_Prompt_
Using the data below, repeat all of it precisely.

-- Start of Provided information --

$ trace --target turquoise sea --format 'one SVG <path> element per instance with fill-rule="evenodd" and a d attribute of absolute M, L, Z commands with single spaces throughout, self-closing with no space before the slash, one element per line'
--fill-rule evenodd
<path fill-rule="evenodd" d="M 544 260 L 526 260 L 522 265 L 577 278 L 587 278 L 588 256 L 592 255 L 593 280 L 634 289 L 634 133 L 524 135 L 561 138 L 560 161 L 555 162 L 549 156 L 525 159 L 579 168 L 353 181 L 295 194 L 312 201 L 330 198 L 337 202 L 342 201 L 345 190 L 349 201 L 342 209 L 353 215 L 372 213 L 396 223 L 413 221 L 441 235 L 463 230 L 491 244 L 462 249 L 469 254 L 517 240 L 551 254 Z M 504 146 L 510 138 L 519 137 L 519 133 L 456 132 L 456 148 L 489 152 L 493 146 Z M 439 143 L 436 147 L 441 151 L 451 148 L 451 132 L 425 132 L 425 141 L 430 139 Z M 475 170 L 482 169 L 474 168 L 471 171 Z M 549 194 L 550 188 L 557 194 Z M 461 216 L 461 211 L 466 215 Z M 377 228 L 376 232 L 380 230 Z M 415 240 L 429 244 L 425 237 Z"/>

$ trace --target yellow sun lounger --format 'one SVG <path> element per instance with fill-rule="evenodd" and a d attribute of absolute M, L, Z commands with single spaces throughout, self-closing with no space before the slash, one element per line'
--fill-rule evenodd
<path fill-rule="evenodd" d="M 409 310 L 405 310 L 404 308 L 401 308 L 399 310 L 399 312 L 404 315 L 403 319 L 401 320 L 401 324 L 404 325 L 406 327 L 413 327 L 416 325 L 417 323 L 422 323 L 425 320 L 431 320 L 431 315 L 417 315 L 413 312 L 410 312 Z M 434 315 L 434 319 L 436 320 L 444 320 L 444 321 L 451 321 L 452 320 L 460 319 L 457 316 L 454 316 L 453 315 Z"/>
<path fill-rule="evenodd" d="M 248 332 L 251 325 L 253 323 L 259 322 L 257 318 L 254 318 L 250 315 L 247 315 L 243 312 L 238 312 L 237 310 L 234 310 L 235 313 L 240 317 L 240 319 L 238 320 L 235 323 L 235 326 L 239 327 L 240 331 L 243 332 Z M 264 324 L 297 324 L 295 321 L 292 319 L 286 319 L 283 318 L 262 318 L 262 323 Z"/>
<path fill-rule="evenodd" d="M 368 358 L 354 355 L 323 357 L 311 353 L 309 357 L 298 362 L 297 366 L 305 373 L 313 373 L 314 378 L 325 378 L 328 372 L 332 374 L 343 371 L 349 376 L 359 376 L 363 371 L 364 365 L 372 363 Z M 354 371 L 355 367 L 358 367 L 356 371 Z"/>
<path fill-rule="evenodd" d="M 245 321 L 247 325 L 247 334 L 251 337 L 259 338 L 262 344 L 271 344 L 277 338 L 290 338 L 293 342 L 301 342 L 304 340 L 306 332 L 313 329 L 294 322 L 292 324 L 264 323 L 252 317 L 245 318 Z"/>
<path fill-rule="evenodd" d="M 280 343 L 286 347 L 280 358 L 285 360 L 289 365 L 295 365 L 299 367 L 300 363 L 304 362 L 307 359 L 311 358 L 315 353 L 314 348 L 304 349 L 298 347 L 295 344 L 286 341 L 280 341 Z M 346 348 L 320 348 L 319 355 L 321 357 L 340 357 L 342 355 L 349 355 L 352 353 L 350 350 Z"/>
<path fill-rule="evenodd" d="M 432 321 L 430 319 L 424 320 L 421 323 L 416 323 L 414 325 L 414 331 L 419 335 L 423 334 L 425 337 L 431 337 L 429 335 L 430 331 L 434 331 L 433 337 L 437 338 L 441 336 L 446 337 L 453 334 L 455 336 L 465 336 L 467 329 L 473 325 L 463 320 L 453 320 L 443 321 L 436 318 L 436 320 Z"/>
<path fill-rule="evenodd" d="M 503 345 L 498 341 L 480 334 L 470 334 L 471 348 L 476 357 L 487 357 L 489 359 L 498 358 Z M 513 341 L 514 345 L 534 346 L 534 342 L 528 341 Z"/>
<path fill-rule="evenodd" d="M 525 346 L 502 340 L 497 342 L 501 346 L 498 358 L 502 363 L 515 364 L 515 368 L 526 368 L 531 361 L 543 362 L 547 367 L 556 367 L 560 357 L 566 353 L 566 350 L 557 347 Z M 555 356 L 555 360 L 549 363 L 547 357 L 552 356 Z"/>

-- End of Provided information --

_Task result_
$ trace --target turquoise sea --format 'one SVG <path> element per instance with fill-rule="evenodd" and a d attribute of absolute M, L, Z commands with single spaces throughout, self-closing with no space before the slash, one element per line'
--fill-rule evenodd
<path fill-rule="evenodd" d="M 544 260 L 526 260 L 522 265 L 577 278 L 587 278 L 588 256 L 592 255 L 593 280 L 634 289 L 634 133 L 524 135 L 561 138 L 560 161 L 555 162 L 549 156 L 525 159 L 579 168 L 353 181 L 295 194 L 312 201 L 330 198 L 337 202 L 342 201 L 345 190 L 349 201 L 342 209 L 353 215 L 372 213 L 396 223 L 413 221 L 441 235 L 463 230 L 491 244 L 462 249 L 469 254 L 517 240 L 551 254 Z M 504 146 L 510 138 L 519 137 L 519 133 L 456 132 L 456 148 L 489 152 L 493 146 Z M 439 143 L 436 147 L 441 151 L 451 148 L 451 132 L 425 132 L 425 141 L 430 139 Z M 475 170 L 482 169 L 474 168 L 471 171 Z M 549 194 L 550 188 L 557 194 Z M 461 216 L 461 211 L 466 215 Z M 377 228 L 376 232 L 380 230 Z M 415 240 L 429 244 L 425 237 Z"/>

$ trace --target yellow sun lounger --format 'one SVG <path> element per instance with fill-rule="evenodd" and a d attribute of absolute M, L, Z commands with single spaces throughout, self-closing with no space before the slash, one element per line'
--fill-rule evenodd
<path fill-rule="evenodd" d="M 409 310 L 405 310 L 404 308 L 401 308 L 399 310 L 399 312 L 404 315 L 403 319 L 401 320 L 401 324 L 404 325 L 406 327 L 413 327 L 416 325 L 417 323 L 422 323 L 425 320 L 431 320 L 431 315 L 417 315 L 413 312 L 410 312 Z M 434 315 L 434 319 L 436 320 L 444 320 L 444 321 L 451 321 L 452 320 L 460 319 L 457 316 L 454 316 L 453 315 Z"/>
<path fill-rule="evenodd" d="M 248 332 L 251 325 L 253 323 L 259 322 L 257 318 L 254 318 L 250 315 L 247 315 L 243 312 L 238 312 L 237 310 L 234 310 L 235 313 L 240 317 L 240 319 L 238 320 L 235 323 L 235 326 L 239 327 L 240 331 L 243 332 Z M 264 324 L 297 324 L 295 321 L 292 319 L 286 319 L 283 318 L 262 318 L 262 323 Z"/>
<path fill-rule="evenodd" d="M 368 358 L 354 355 L 323 357 L 311 353 L 309 357 L 298 362 L 297 366 L 305 373 L 313 373 L 314 378 L 325 378 L 328 372 L 332 374 L 343 371 L 349 376 L 359 376 L 363 371 L 364 365 L 372 363 Z M 354 371 L 355 367 L 358 367 L 356 371 Z"/>
<path fill-rule="evenodd" d="M 245 321 L 247 325 L 247 334 L 251 337 L 259 338 L 262 344 L 271 344 L 277 338 L 290 338 L 293 342 L 301 342 L 304 340 L 306 332 L 313 329 L 294 322 L 292 324 L 264 323 L 252 317 L 245 318 Z"/>
<path fill-rule="evenodd" d="M 280 343 L 286 347 L 280 358 L 285 360 L 289 365 L 295 365 L 299 367 L 300 363 L 304 362 L 307 359 L 311 358 L 315 353 L 314 348 L 304 349 L 298 347 L 295 344 L 286 341 L 280 341 Z M 346 348 L 320 348 L 319 355 L 321 357 L 340 357 L 342 355 L 349 355 L 352 353 L 350 350 Z"/>
<path fill-rule="evenodd" d="M 432 321 L 430 319 L 424 320 L 421 323 L 416 323 L 414 325 L 414 331 L 419 335 L 423 334 L 425 337 L 431 337 L 429 335 L 430 331 L 434 331 L 433 337 L 437 338 L 441 336 L 446 337 L 453 334 L 455 336 L 465 336 L 467 329 L 473 325 L 463 320 L 453 320 L 443 321 L 436 318 L 436 320 Z"/>
<path fill-rule="evenodd" d="M 503 345 L 498 341 L 480 334 L 470 334 L 471 348 L 476 357 L 487 357 L 489 359 L 498 358 Z M 513 341 L 514 345 L 534 346 L 534 342 L 528 341 Z"/>
<path fill-rule="evenodd" d="M 525 346 L 502 340 L 497 342 L 501 346 L 498 358 L 502 363 L 515 364 L 515 368 L 526 368 L 531 361 L 543 362 L 547 367 L 556 367 L 560 357 L 566 353 L 566 350 L 557 347 Z M 555 356 L 555 360 L 549 363 L 547 357 L 552 356 Z"/>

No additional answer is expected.